▶ CONSIGNE: Relevez dans l'ordre d'apparition chaque passage entre parenthèses du texte ci-dessous, en ne comptant qu'une fois un passage répété.

═════ TEXTE

La société (de consommation), cette femme-objet (de désir) qui se reflète en bonne hypocrite quand celle-là, d'un regard implacablement lancé sur tout ce qui s'exhibe devant elle au nom du Plaisir, renie ce qu'elle est en face du miroir dans lequel son reflet prude veille strictement sur elle ; ce qu'elle est, cette société ? Une courtisane excitante et jouissive à l'excès ! Ainsi, elle influe de bon cœur sur nos comportements d'un côté (en femme-objet) mais censure avec fermeté nos expressions de l'autre (en bonne hypocrite). Eh oui, elle est en droit de nous séduire et de nous pervertir avec ses formes aguicheuses - ô Publicité ! -, mais on n'est permis de toucher sa gracieuse étendue corporelle qu'en ne l'affectant pas de choses à caractère sensible, ou du moins qu'elle estime comme étant potentiellement dérangeantes. En cela, il faudrait donc que l'on jouisse de ce qu'elle expose à la lumière du dieu Profit sans que les expressions dont on se fait auteurs en conséquence des influences qu'elle a sur nous soient indélicates en regard de sa soi-disant - mais fausse ! - image vertueuse. Alors, comment résister face à cette courtisane irrésistible, à la fois d'attirance et d'autorité, qu'est la société (de consommation) ? Peut-être en brisant tous ces écrans qui masquent d'un désir virtuel le visage d'une liberté perdue depuis trop longtemps, qui sait...

samedi 2 avril 2016

Le Progrès, ou la montagne rêvée


À quoi bon nous arrêter sur la question de savoir à quelle fin nous existons lorsqu'on ne sait même pas "voir" de quelle façon nous nous comportons dans notre existence (à savoir ici dans notre rapport à ce qui nous entoure), en regard de la cause éthique/morale ? Et ce n'est pas parce qu'on a une qualité (pour quelque chose) à développer qu'il faut n'avoir à l'esprit que d'atteindre le sommet de son développement ; mieux vaut parfois gravir la montagne avec prudence et soin pour éviter des dommages autant que faire se peut. C'est du moins notamment de cette façon-là que nous devrions nous comporter dans notre rapport au Progrès, cet effort incessant d'élever les sols sur lesquels notre empire repose aussi haut qu'une montagne rêvée, à force d'imagination, de travail et de savoir.

Mais concernant cet idéal du Progrès, si les risques encourus peuvent être perçus "de loin" comme étant trop importants pour valoir la peine d'être pris dans l'idée de parvenir à notre fin, mieux vaut dans ce cas nous défendre de réduire la distance qui nous maintient à l'écart de ces risques afin d'éviter qu'il soit trop tard pour avoir encore le choix de ne pas les prendre, et cela peu importe où nous nous situons sous le sommet de cette montagne auquel nous rêvons de toucher. Car, en effet, nous avons beau vouloir viser un bien, voire le plus grand bien possible, en montant dans les hauteurs de celle-ci, tout ce que nous laissons pendre derrière nous est une chaîne folle à quoi nous tenons sans aucun frein ni pour redescendre ni, puisqu'ainsi nous craignons de rester immobile, pour continuer de monter.

══════════
═════ CONTENU DES DONNÉES

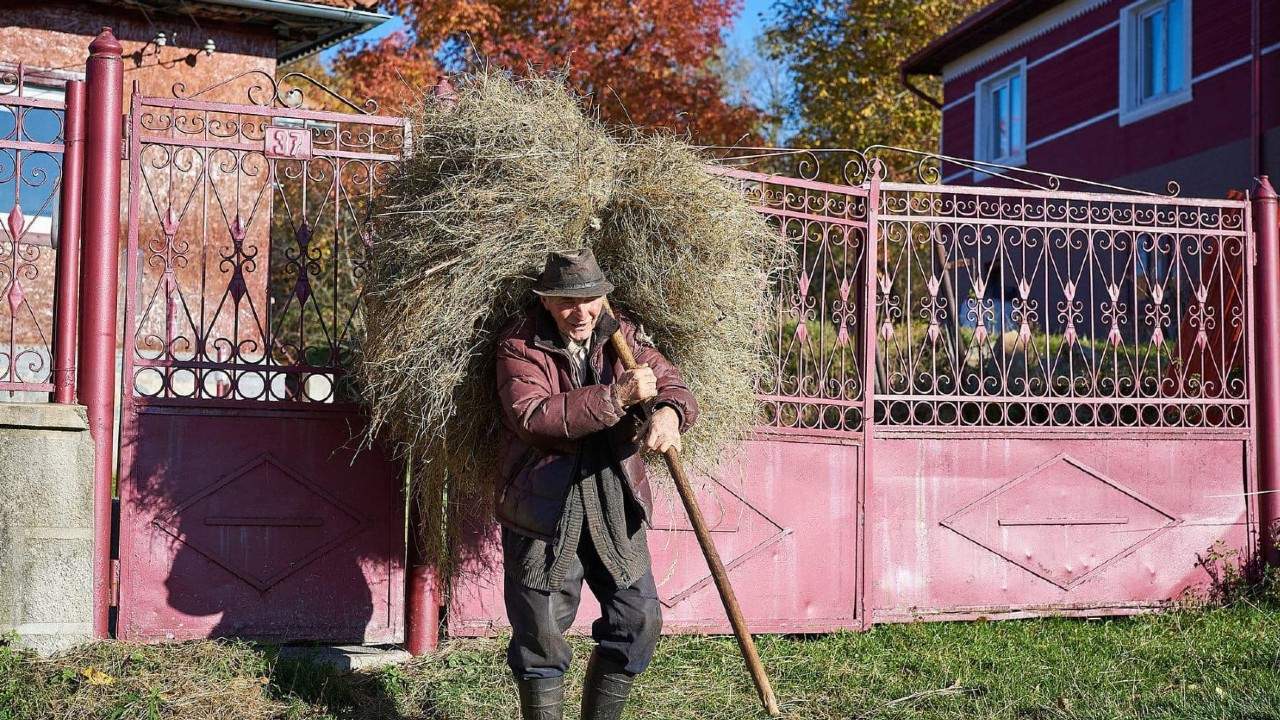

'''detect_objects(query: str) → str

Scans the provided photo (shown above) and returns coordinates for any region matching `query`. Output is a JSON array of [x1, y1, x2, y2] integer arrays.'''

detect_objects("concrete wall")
[[0, 402, 93, 652]]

══════════

▶ RÉPONSE:
- (de consommation)
- (de désir)
- (en femme-objet)
- (en bonne hypocrite)
- (à savoir ici dans notre rapport à ce qui nous entoure)
- (pour quelque chose)